- Task brief: Wherever the string "taillight" appears in the records, return the line that holds it.
########################################
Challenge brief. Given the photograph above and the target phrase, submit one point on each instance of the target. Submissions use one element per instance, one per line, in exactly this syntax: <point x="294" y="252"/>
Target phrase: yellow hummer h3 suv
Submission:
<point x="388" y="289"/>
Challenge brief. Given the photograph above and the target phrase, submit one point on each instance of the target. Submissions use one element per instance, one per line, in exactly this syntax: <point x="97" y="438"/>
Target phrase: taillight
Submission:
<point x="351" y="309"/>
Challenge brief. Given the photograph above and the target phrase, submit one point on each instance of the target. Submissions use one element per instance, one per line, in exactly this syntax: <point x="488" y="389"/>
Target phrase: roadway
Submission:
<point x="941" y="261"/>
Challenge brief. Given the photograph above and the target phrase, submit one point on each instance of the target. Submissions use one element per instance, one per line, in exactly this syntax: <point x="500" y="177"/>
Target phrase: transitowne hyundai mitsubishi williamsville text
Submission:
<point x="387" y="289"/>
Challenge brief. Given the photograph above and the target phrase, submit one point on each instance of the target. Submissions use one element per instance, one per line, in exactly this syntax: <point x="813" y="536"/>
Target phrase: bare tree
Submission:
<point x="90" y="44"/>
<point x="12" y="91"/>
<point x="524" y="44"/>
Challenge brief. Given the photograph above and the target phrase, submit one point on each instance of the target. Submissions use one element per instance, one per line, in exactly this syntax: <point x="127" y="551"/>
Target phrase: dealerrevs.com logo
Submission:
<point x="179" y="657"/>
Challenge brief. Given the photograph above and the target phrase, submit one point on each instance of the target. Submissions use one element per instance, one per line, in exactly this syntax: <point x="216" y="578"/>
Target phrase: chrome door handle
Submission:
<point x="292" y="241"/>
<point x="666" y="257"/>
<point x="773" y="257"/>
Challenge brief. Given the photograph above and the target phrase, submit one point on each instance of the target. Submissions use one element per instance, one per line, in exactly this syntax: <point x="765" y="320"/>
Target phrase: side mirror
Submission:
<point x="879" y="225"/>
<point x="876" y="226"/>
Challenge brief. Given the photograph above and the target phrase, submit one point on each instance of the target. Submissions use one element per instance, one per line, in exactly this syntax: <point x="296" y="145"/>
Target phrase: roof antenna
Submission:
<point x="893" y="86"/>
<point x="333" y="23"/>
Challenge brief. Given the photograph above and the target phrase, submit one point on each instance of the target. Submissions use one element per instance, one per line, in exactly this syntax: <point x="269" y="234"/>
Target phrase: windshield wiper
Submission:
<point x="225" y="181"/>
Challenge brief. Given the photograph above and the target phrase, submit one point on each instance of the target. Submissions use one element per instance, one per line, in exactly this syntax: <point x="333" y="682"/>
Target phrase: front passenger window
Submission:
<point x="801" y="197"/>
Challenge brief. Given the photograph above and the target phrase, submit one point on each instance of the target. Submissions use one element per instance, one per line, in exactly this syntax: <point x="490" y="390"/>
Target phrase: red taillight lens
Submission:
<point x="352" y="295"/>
########################################
- Answer to this exercise:
Target phrase: taillight
Target phrase: red taillight lens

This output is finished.